**EXTRACT PROVIDED**.
══════════════════════════════
A new type of mirror (square in center) is a fraction of the thickness of conventional mirrors used in semiconductor lasers.
A new type of mirror could make lasers smaller and more efficient
Source: “A Surface-Emitting Laser Incorporating a High-Index-Contrast Subwavelength Grating”
Connie J. Chang-Hasnain et al.
Nature Photonics 1, no. 2 (February 2007): 119-122
Results: Researchers at the University of California, Berkeley, have overhauled one of the main elements of a laser: the mirror. The new mirror is thinner than its predecessors and can be made in fewer steps, simplifying the laser fabrication process and lowering costs. It is also more reflective than previous mirrors, so it could lead to more energy-efficient lasers.
Why it matters: Many consumer electronic products use optoelectronic devices such as lasers that could benefit from an efficient, thinner, cheaper mirror. The mirrors currently used in many lasers comprise more than 80 layers of alternating thin films consisting of different materials; each layer adds to the laser’s fabrication cost. The new mirror, by contrast, has only one layer.
Methods: The researchers built their mirror into a common type of laser, called a vertical-cavity surface-emitting laser, that typically consists of two mirrors sandwiching an “active region”–the area in which photons are produced when a current is applied. Photons within the active region reflect off the mirrors, and as they bounce back and forth, their intensity increases. When it gets high enough, they pass through the mirrors, producing a beam of coherent, single-color light.
══════════════════════════════
**DATASET ENTRIES**.
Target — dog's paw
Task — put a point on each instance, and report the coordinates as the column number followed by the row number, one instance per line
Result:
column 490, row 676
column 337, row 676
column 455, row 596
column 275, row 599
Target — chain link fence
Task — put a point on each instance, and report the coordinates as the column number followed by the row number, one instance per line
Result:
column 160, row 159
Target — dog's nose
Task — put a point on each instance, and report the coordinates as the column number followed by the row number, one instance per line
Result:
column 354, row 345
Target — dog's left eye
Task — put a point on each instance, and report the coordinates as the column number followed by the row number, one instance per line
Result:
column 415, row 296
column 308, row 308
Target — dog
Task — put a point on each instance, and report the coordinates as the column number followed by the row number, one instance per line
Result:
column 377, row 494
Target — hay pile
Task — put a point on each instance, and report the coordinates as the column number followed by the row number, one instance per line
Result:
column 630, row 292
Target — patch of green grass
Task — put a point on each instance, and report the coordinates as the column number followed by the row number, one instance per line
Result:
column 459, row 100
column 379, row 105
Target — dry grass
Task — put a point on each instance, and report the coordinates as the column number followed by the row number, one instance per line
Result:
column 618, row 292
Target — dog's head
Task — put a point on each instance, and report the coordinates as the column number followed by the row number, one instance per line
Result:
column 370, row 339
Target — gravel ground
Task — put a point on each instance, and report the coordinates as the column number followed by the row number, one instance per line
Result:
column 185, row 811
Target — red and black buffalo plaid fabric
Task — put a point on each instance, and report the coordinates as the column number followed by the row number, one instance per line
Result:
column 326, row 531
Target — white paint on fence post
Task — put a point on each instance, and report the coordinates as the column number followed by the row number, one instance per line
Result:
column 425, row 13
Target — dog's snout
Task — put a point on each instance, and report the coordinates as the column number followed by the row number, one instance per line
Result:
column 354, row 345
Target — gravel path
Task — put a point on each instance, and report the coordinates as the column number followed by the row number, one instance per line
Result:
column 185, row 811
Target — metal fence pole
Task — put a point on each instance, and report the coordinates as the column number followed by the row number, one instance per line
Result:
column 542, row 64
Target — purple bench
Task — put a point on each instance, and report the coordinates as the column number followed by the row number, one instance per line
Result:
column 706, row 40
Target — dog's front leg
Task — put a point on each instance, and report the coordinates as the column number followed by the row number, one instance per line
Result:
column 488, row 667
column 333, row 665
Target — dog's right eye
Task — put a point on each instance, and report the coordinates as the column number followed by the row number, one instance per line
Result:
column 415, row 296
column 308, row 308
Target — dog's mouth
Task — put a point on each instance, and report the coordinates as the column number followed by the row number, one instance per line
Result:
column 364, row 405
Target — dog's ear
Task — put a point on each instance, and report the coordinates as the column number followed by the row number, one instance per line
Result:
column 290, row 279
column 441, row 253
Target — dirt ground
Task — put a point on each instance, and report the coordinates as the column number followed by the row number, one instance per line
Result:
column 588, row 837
══════════════════════════════
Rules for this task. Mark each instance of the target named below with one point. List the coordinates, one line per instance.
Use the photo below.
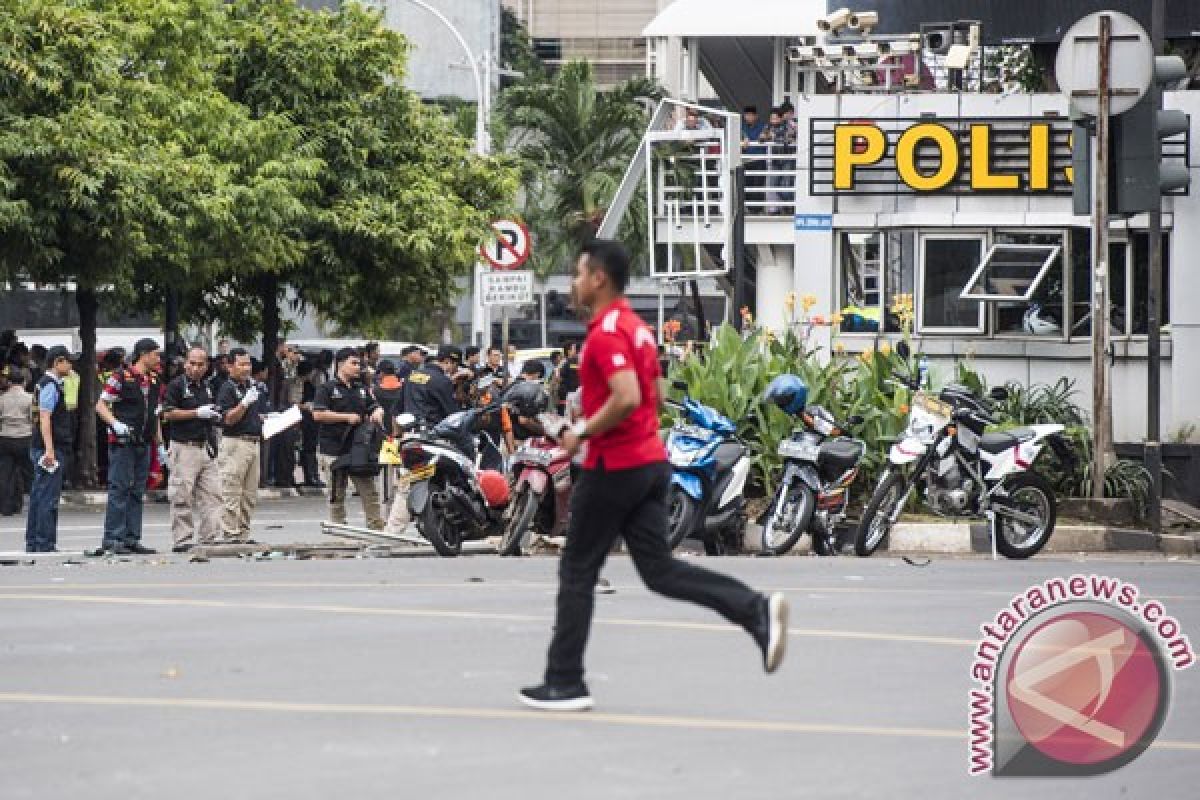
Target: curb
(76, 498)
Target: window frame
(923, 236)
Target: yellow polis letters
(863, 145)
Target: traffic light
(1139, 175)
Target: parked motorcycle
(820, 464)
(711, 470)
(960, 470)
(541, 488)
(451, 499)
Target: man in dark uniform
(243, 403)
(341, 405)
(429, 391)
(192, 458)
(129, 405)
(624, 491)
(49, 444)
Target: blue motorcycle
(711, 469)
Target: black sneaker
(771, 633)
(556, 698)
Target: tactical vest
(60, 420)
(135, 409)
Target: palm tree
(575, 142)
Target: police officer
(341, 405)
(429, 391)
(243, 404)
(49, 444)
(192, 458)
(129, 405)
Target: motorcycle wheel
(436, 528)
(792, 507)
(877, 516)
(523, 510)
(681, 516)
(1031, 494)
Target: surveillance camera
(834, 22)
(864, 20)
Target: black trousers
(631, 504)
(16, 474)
══════════════════════════════
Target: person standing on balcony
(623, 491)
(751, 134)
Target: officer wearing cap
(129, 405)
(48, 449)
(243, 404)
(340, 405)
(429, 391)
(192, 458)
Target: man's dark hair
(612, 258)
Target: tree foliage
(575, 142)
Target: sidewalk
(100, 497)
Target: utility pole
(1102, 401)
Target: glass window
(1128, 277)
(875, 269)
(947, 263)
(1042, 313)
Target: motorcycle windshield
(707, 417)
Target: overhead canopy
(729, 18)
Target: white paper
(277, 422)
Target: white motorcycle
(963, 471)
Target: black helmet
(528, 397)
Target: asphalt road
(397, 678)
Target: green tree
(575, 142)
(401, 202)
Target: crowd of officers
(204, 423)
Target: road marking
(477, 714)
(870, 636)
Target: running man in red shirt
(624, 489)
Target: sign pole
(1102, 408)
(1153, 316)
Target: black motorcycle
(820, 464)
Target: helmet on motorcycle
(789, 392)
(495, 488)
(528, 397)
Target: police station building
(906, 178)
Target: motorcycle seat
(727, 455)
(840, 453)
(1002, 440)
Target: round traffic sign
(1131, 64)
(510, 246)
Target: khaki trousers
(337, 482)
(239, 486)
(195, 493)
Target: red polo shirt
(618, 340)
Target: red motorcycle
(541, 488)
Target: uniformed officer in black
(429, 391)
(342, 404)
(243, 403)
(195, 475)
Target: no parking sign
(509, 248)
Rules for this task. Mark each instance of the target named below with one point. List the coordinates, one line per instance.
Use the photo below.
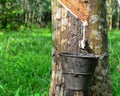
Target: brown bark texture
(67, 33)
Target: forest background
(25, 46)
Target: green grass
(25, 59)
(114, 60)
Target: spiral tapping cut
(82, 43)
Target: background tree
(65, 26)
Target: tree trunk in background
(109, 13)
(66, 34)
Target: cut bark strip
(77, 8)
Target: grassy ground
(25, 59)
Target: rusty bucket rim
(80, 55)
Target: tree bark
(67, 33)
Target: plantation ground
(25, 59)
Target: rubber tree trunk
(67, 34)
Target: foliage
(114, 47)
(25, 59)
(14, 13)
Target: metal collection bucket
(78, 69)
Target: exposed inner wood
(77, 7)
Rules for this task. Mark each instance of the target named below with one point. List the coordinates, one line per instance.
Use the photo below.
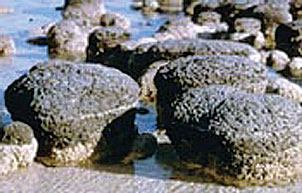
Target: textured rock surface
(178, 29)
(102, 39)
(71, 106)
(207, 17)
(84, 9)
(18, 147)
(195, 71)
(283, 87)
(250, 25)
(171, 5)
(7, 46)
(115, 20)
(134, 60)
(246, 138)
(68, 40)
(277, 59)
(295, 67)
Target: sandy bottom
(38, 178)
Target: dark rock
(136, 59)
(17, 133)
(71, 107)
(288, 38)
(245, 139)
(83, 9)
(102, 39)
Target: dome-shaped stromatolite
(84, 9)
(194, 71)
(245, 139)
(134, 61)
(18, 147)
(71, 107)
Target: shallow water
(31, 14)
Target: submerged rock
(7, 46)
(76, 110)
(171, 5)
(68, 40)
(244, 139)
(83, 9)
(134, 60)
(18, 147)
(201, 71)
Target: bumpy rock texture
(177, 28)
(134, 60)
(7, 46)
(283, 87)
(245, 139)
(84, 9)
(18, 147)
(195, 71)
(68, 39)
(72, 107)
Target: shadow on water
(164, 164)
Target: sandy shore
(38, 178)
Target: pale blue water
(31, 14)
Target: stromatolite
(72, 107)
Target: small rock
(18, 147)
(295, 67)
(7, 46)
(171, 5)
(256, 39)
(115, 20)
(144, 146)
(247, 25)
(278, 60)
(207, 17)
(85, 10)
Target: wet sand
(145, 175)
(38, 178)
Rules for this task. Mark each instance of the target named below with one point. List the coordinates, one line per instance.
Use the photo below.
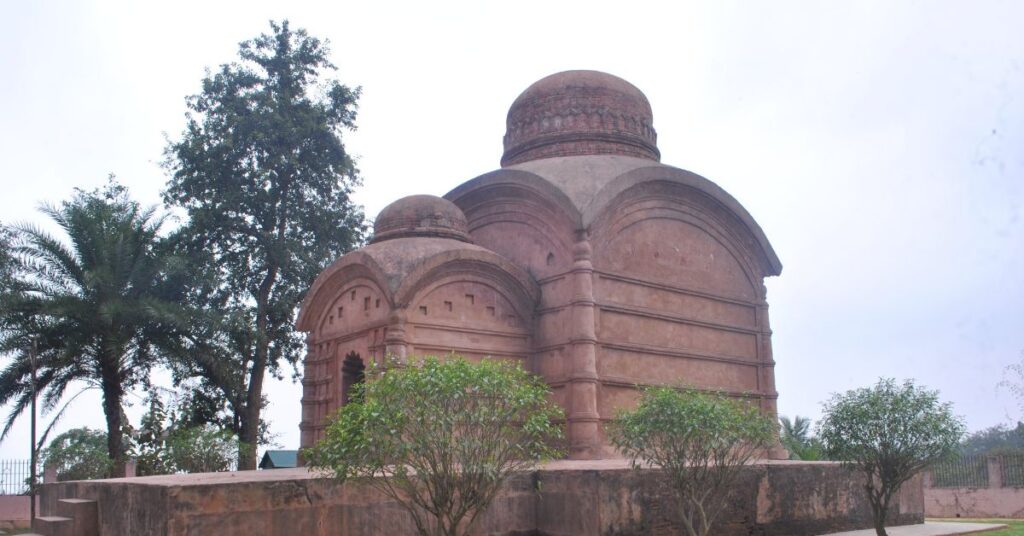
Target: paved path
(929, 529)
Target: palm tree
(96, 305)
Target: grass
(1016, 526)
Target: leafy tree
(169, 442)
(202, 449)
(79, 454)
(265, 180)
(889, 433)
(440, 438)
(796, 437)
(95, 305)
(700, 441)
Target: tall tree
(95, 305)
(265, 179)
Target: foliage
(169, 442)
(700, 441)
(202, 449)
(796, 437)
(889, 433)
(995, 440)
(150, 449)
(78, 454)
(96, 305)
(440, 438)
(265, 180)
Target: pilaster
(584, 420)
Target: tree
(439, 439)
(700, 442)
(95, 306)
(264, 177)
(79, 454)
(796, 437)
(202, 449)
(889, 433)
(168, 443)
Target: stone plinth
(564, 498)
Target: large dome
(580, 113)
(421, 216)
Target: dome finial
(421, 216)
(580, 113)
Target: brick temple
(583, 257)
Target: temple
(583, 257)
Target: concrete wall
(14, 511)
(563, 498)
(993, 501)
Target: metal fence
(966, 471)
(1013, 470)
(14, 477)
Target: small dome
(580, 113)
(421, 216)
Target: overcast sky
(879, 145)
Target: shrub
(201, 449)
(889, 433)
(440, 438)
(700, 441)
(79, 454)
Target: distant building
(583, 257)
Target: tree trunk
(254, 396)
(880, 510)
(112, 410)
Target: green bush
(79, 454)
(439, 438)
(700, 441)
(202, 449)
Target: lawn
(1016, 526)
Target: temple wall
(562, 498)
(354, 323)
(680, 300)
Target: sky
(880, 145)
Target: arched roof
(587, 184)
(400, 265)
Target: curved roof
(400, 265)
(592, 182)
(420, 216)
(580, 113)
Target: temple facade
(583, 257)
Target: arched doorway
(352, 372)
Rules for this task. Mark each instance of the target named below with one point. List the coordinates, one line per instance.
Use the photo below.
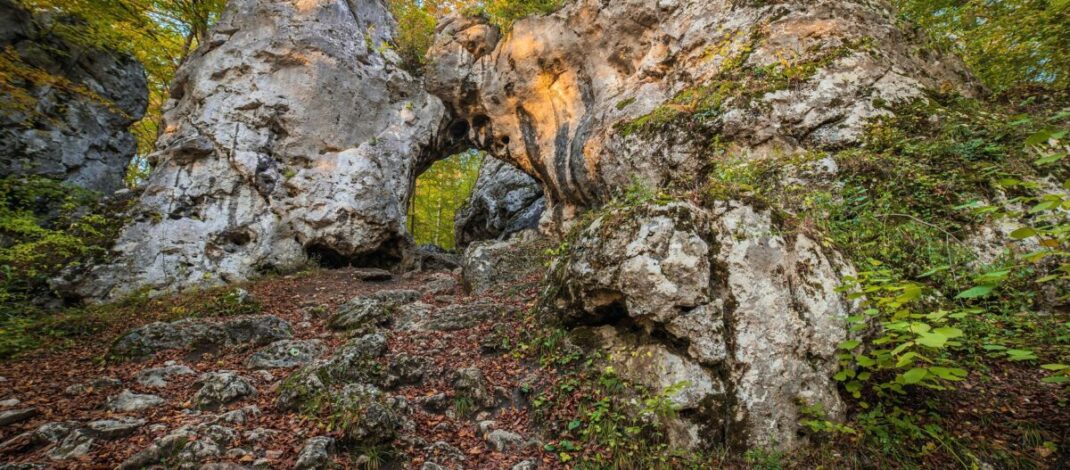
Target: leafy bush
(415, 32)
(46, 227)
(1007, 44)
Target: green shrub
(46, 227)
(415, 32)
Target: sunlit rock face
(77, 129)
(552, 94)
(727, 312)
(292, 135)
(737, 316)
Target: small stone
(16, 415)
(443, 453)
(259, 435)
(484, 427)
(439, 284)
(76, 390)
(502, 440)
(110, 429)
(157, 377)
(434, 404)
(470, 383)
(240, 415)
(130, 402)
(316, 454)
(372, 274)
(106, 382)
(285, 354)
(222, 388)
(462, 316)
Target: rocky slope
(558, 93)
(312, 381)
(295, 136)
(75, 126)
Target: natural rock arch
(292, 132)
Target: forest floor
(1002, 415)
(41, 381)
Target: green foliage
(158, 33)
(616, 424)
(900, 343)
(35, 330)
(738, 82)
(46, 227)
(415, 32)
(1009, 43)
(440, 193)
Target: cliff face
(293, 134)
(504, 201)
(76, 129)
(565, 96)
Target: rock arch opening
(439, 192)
══════════════════════════════
**EXERCISE REQUIREMENTS**. Continue the laser mirror article from its last sentence. The rows are unrelated to the text and stand as separate material.

**TASK RESPONSE**.
The new mirror, designed by Connie Chang-Hasnain, professor of electrical engineering and computer science at Berkeley, is a grating composed of thin parallel bars of aluminum gallium arsenide, separated from the rest of the laser by air. The photons from the active region enter the aluminum gallium arsenide bars; then, because of the optical properties of the junction between the material and the air, they take a 90º turn, reflect off the other bars, come back, and make another 90º turn into the active region. There they bounce back and forth until they are sufficiently amplified, pass through the mirrors, and exit the device.
Next step: The researchers are working to integrate the mirror into a “tunable” laser, which can emit beams of varying wavelengths of light; such devices would be useful for telecommunications, and for biological and chemical sensors. In addition, they are incorporating the mirror into solar cells, in an effort to improve efficiency. Chang-Hasnain is looking for commercialization partners.